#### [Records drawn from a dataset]
=== Section Start ===

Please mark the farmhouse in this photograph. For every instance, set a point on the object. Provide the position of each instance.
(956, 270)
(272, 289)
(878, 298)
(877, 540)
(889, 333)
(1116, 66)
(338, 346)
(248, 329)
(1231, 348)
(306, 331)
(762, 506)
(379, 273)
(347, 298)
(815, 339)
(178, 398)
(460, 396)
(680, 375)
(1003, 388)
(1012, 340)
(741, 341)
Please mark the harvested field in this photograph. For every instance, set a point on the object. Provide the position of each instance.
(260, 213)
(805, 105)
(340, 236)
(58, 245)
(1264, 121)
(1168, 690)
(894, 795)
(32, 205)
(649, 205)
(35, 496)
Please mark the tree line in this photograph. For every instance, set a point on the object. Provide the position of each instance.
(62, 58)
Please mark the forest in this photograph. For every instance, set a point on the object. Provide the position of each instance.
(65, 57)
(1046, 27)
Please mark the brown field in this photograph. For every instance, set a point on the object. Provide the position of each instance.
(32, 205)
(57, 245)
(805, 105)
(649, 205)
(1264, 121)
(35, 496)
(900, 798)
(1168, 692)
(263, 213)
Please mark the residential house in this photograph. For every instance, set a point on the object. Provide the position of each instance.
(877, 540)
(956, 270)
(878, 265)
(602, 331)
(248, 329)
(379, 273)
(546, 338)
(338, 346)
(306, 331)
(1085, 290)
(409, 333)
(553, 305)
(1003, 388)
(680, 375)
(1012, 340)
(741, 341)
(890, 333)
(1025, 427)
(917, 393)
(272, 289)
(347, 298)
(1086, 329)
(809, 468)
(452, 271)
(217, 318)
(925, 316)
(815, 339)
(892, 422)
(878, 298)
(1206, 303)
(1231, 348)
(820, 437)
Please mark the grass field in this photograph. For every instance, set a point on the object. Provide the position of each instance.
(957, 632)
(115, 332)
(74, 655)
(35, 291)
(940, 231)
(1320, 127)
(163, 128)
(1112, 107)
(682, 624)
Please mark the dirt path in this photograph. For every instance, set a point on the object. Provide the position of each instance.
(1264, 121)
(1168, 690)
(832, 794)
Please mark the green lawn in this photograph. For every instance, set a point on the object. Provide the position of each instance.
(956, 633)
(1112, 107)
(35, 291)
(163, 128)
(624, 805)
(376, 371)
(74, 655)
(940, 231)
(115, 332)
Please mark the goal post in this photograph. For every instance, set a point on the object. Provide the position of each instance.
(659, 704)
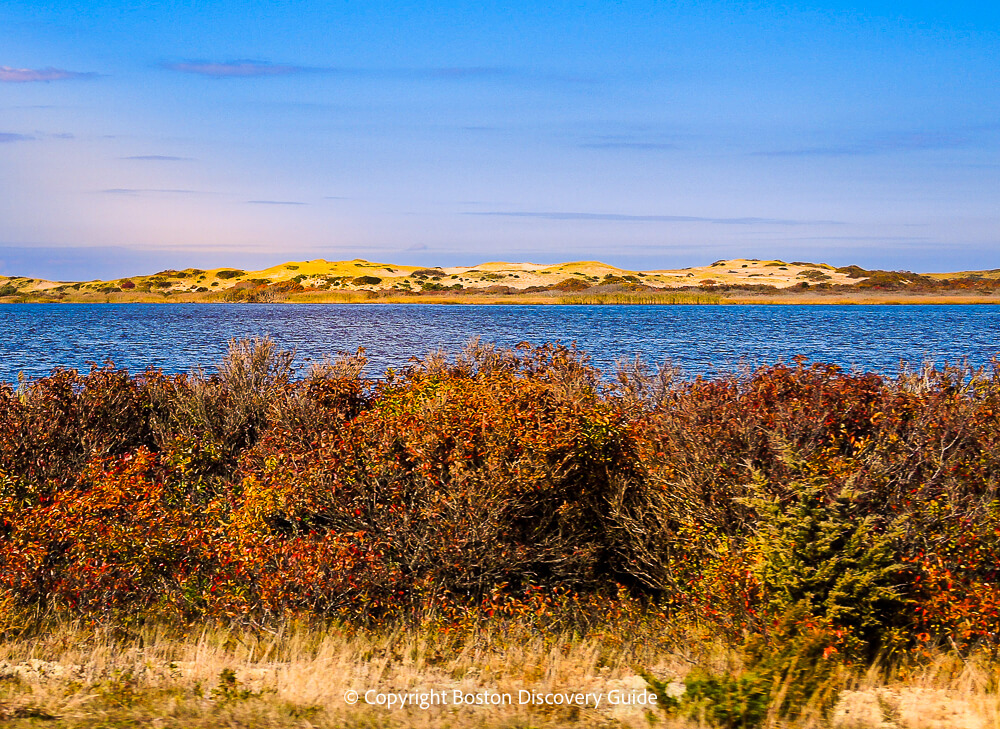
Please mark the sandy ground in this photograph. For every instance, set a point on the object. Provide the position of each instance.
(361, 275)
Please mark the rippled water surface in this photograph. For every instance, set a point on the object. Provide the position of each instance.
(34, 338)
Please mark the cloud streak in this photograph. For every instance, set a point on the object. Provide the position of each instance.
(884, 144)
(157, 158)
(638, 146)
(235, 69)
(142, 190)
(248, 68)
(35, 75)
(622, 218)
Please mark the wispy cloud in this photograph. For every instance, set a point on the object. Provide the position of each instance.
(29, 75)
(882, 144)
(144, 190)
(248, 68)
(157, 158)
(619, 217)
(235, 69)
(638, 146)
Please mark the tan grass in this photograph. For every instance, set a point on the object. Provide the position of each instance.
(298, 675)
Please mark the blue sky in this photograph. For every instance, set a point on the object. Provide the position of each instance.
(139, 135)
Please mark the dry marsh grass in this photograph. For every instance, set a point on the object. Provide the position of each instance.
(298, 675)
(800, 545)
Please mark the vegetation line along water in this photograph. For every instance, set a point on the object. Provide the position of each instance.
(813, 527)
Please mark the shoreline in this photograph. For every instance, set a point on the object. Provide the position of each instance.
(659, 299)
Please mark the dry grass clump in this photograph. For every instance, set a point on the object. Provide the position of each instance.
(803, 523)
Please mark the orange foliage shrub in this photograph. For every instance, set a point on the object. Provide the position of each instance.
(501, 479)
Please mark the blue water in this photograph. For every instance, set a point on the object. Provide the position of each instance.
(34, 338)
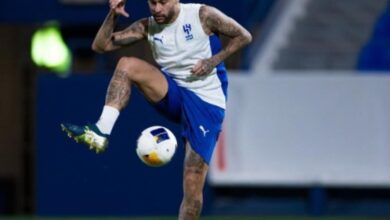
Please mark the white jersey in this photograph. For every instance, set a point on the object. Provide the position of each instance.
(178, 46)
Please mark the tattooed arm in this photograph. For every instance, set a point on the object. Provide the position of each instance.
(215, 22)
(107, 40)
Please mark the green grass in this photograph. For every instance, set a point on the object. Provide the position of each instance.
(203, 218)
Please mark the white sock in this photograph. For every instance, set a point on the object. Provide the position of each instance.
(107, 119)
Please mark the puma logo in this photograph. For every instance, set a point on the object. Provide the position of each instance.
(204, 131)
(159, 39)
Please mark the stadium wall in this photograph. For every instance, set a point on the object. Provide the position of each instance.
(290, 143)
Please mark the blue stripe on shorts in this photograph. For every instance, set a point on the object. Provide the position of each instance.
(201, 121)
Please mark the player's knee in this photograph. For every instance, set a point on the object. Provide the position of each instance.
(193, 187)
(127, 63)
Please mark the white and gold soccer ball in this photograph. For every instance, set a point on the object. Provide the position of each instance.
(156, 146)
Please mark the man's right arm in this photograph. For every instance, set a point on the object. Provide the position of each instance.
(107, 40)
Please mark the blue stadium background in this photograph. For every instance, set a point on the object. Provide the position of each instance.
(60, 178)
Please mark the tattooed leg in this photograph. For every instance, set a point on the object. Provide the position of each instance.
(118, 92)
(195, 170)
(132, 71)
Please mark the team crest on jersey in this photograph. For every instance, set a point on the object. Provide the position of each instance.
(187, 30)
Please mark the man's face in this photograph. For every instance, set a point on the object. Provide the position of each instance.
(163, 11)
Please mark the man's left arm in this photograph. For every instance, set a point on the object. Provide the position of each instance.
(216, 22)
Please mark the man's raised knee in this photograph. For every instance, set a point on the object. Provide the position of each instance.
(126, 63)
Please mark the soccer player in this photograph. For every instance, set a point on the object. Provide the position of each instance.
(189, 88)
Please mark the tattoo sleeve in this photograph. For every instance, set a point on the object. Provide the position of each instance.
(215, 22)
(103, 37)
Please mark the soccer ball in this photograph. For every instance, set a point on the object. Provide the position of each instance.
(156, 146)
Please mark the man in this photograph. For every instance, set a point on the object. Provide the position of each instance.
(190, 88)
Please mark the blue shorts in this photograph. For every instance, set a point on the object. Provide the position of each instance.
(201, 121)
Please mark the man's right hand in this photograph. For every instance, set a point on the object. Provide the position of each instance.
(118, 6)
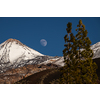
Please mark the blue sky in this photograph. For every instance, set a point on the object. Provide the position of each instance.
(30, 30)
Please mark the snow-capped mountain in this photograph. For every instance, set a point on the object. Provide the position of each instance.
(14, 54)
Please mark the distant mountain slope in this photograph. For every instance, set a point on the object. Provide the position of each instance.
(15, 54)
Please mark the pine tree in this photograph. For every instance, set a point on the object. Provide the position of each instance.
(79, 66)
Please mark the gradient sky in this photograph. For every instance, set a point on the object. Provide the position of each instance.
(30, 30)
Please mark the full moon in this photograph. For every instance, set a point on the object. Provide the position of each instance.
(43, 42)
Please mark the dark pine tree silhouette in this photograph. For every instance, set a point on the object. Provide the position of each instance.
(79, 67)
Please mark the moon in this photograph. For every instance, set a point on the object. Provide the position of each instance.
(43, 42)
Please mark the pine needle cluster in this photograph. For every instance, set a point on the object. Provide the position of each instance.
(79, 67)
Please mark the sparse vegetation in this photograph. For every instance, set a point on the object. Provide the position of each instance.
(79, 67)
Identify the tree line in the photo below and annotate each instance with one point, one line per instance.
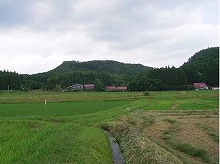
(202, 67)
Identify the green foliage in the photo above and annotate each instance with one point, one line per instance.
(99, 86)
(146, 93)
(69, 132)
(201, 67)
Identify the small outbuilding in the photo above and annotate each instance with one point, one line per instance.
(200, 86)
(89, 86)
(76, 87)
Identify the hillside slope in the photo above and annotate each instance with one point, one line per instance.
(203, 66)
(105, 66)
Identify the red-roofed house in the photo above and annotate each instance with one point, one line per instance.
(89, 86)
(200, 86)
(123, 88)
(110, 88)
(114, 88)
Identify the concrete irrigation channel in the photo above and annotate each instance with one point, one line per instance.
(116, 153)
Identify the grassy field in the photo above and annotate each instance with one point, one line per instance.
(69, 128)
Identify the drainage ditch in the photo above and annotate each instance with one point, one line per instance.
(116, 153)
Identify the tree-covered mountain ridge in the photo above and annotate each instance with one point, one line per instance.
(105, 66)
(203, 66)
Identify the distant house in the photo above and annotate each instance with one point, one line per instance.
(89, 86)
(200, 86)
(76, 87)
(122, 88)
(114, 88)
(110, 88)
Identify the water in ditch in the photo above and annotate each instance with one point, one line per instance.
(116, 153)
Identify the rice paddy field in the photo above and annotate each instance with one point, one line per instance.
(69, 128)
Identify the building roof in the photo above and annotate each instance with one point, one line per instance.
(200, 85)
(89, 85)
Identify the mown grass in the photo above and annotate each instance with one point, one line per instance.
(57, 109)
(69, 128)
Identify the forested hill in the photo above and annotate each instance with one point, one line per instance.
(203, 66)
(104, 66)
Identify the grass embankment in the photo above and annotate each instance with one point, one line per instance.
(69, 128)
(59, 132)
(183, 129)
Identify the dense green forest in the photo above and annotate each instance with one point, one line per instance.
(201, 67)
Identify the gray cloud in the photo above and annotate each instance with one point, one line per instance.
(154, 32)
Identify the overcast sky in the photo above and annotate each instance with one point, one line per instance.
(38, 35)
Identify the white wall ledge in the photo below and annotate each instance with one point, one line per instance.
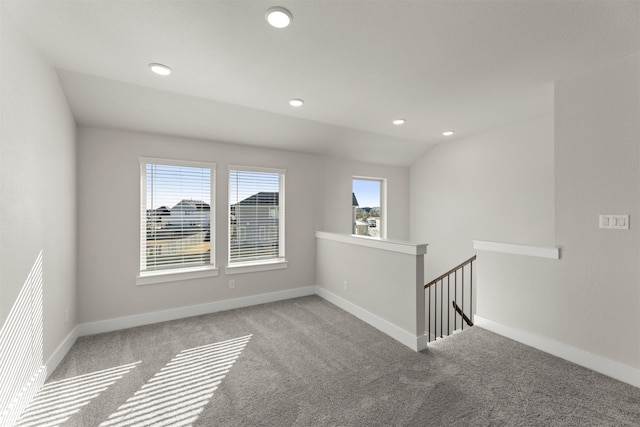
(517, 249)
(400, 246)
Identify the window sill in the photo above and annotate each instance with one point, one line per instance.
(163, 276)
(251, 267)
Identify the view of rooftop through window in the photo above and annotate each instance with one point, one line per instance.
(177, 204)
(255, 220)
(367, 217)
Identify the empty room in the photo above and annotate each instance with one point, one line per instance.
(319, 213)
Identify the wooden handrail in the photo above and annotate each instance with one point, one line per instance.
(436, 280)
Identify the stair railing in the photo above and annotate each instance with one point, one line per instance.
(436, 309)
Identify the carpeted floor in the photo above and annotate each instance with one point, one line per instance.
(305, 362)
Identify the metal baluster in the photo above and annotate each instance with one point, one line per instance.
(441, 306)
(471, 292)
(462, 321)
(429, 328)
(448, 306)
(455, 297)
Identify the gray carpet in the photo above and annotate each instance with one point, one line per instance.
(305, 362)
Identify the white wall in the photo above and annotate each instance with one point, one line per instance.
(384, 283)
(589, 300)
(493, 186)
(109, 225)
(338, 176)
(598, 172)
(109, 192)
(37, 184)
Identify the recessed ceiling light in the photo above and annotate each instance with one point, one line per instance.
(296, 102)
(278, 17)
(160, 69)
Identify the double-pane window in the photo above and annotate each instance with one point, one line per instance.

=== Section End ===

#### [What is being asked]
All that is wanted is the set of lines from the one with "Identify the stair" through the last line of the entries, both included, output exactly.

#### [Worked solution]
Identify the stair railing in the photo above and annotate each instance with one point, one line per instance.
(436, 309)
Identify the carpeted floor in the photo above and annotate each instance with one point, one line per instance.
(305, 362)
Identify the metal baluster in the photo above and annotate each instance with one point, one line per instance.
(441, 306)
(471, 292)
(462, 321)
(429, 328)
(448, 306)
(455, 297)
Identify the gray carpet in the photo above and annotate each instance with one point, one line per instance.
(305, 362)
Identify the white wall in the photo above and annotate each instance with one point, one line per instance.
(384, 283)
(589, 300)
(493, 186)
(109, 225)
(338, 176)
(598, 172)
(109, 192)
(37, 184)
Identify the recessed ceiling light in the photo above and annotate each instance with one point, one line per instance.
(296, 102)
(278, 17)
(160, 69)
Identify the double-pane window in the photo above and annotate each instance with one point, one line per instance.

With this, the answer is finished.